Task -> Lines before the one containing "Target: bookshelf shelf" are excluded; reproduce that line and all lines after it in the entries below, exactly.

[Items from a data source]
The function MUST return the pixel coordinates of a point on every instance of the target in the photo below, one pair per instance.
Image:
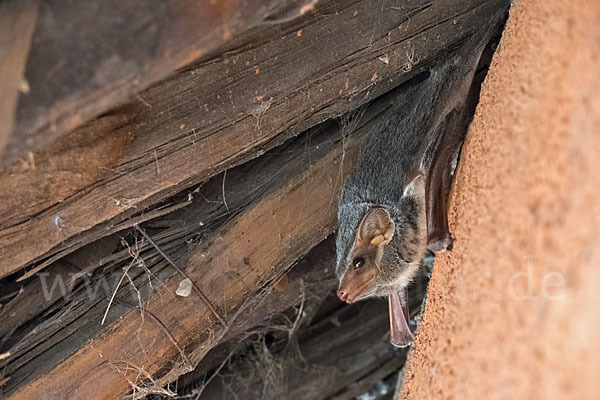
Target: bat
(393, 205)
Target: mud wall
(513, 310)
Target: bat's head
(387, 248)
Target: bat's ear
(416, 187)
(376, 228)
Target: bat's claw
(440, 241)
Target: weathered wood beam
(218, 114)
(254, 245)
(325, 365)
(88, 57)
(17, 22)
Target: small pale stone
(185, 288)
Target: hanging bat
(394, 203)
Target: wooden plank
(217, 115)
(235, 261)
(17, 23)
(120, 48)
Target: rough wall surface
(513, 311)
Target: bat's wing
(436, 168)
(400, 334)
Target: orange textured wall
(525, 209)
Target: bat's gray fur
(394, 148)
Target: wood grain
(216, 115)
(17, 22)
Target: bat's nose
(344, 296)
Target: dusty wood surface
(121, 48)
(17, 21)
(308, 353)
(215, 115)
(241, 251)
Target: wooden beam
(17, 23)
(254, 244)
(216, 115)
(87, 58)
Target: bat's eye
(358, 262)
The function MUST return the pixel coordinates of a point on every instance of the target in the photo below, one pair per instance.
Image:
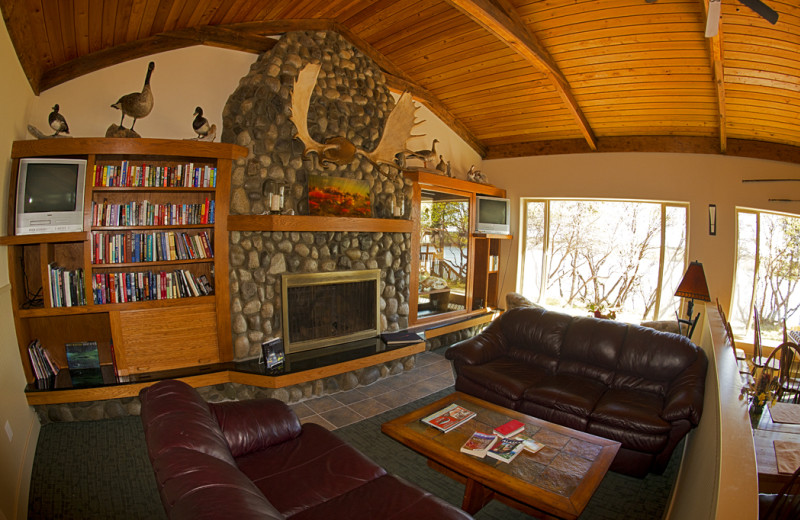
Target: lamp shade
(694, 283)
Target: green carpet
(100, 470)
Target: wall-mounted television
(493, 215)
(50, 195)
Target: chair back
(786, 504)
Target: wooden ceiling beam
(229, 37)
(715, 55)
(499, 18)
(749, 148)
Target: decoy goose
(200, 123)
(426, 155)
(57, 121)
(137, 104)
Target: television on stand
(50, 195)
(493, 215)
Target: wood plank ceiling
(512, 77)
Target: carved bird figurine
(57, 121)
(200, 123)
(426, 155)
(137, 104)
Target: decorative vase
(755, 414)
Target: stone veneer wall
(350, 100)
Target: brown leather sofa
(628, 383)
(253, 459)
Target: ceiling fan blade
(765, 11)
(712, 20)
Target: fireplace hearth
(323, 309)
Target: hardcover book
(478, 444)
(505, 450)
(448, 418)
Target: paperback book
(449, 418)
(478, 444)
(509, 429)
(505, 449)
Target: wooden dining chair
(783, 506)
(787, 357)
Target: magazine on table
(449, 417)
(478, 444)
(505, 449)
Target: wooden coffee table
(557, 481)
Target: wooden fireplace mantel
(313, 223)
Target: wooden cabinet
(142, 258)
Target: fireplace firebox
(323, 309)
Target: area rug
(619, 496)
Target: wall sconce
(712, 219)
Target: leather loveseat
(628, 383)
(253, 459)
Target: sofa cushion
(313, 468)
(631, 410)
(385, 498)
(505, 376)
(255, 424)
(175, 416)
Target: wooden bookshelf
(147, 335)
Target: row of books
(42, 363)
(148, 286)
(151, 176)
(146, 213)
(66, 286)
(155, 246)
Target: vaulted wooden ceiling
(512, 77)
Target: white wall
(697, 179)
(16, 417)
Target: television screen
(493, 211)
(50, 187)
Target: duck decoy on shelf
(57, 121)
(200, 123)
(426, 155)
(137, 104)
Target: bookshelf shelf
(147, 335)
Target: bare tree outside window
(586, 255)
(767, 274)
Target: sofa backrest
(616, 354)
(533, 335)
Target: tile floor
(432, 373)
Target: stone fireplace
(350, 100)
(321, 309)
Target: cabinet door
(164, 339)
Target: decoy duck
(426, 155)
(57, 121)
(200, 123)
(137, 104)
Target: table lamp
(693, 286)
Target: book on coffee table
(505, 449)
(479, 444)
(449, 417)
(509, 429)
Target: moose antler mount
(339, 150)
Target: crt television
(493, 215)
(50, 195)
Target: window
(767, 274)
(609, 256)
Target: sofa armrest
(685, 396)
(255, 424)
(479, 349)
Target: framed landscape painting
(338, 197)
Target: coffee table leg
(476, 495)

Output for this task ->
Target: bookshelf shelf
(147, 335)
Target: bare tree outside window
(586, 255)
(767, 274)
Target: sofa backrest
(616, 354)
(533, 335)
Target: tile floor
(432, 373)
Target: stone fireplace
(350, 100)
(321, 309)
Target: cabinet door
(164, 339)
Target: decoy duck
(426, 155)
(57, 121)
(200, 123)
(137, 104)
Target: table lamp
(693, 286)
Target: book on coffee table
(505, 449)
(479, 444)
(449, 417)
(509, 429)
Target: moose antler mount
(339, 150)
Target: crt television
(493, 215)
(50, 195)
Target: window
(767, 274)
(609, 256)
Target: sofa armrest
(685, 396)
(255, 424)
(479, 349)
Target: framed landscape painting
(338, 197)
Target: coffee table leg
(476, 495)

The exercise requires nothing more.